Find every line in the material below that contains the word "pinstriped", and copy each of those lines. Case matters.

• [Materials provided]
"""

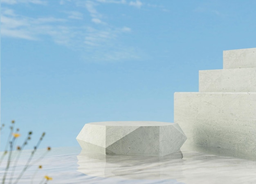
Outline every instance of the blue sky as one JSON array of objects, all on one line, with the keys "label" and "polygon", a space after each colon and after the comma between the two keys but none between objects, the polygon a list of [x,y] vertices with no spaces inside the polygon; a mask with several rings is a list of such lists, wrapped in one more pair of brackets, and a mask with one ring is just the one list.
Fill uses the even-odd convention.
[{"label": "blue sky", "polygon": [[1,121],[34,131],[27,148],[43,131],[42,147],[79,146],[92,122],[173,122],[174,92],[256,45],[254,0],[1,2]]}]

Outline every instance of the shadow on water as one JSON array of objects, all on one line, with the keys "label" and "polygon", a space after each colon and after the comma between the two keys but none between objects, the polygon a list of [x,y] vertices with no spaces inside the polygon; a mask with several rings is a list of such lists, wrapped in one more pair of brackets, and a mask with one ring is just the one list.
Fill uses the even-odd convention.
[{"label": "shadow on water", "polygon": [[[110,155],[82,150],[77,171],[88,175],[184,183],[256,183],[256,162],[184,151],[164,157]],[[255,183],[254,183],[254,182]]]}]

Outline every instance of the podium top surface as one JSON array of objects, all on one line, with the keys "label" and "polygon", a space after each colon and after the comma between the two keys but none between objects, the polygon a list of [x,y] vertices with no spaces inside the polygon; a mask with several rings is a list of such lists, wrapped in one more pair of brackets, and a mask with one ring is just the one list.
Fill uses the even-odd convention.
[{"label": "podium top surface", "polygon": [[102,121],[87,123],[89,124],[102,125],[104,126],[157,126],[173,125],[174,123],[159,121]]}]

"""
"""

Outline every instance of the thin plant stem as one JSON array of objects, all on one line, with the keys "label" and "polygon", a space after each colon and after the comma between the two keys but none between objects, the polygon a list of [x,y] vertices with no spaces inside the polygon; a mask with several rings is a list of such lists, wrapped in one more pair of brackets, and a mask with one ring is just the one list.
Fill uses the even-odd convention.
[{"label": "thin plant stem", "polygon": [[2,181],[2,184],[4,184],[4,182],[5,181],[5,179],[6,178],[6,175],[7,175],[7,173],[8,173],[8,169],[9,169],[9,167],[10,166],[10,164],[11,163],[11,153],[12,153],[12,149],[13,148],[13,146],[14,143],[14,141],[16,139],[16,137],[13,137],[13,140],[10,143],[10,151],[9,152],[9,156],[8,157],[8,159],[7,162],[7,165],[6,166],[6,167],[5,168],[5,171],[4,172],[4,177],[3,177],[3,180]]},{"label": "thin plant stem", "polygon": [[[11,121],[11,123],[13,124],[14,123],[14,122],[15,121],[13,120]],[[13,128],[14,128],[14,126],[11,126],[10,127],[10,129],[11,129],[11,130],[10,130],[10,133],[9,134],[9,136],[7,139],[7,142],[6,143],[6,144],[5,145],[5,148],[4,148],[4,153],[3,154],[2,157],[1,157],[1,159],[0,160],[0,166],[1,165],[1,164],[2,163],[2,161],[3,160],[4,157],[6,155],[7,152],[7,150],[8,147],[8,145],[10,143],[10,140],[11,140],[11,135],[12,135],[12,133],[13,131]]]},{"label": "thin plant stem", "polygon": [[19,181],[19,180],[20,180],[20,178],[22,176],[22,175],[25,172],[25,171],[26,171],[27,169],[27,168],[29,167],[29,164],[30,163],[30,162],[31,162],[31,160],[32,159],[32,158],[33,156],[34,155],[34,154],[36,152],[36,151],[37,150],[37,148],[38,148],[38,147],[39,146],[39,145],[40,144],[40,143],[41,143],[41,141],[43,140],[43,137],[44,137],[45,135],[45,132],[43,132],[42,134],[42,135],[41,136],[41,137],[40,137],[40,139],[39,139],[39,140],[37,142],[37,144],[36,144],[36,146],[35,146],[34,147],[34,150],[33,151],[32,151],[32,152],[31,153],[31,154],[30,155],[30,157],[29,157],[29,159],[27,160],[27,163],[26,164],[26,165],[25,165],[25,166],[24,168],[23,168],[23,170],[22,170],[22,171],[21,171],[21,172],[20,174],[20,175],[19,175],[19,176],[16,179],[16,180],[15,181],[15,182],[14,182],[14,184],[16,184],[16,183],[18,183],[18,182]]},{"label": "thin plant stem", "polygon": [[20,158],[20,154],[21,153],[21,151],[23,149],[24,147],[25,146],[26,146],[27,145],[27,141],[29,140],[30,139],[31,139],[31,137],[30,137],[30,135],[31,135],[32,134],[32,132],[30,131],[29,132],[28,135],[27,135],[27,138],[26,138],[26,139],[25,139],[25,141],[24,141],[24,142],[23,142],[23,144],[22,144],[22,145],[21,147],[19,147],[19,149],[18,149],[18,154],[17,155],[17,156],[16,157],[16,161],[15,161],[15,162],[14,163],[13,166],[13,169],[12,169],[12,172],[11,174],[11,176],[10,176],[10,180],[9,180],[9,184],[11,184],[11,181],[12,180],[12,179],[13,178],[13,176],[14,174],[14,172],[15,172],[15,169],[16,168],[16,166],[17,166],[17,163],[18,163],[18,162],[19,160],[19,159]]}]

"""
"""

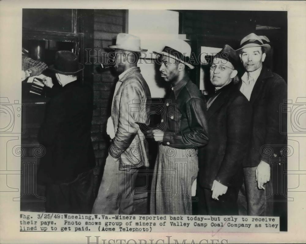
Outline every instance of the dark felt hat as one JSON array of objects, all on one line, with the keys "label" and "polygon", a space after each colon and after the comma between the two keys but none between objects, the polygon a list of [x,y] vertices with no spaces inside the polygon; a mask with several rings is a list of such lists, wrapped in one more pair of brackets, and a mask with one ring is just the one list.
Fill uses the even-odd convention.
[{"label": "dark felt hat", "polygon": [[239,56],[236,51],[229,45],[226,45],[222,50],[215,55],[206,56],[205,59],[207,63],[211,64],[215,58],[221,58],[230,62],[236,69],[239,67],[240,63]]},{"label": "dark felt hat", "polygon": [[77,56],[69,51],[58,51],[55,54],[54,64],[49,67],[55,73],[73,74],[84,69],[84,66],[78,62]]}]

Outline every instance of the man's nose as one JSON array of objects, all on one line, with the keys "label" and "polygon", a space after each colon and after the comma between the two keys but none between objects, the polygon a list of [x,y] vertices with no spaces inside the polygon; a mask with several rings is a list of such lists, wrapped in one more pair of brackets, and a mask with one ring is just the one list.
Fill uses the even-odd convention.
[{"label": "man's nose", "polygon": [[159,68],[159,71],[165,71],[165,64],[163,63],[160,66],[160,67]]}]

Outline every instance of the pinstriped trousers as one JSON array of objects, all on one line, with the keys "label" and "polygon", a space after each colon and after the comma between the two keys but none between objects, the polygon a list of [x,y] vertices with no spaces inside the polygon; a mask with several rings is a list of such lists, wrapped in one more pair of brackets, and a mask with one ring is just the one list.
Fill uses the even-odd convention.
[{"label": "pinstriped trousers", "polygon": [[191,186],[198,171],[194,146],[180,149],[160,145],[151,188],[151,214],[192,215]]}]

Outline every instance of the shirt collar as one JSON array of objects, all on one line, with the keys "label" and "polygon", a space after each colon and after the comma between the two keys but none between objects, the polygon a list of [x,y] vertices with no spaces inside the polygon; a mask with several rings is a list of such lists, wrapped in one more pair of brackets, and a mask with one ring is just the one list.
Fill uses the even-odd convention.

"""

• [Response]
Outline every instance of the pinstriped trousers as one JSON array of objects, all on one line, with the keys "label" and "polygon", a space after each colon and after the comma between the two keys but none between objects, the polygon a list of [x,y] vertices with no spaces inside the polygon; a mask with several rings is a list of such lists, wrapped in one more pair of brackets, and a mask with one ring is just the one list.
[{"label": "pinstriped trousers", "polygon": [[191,186],[198,171],[194,146],[180,149],[160,145],[151,188],[151,214],[192,215]]}]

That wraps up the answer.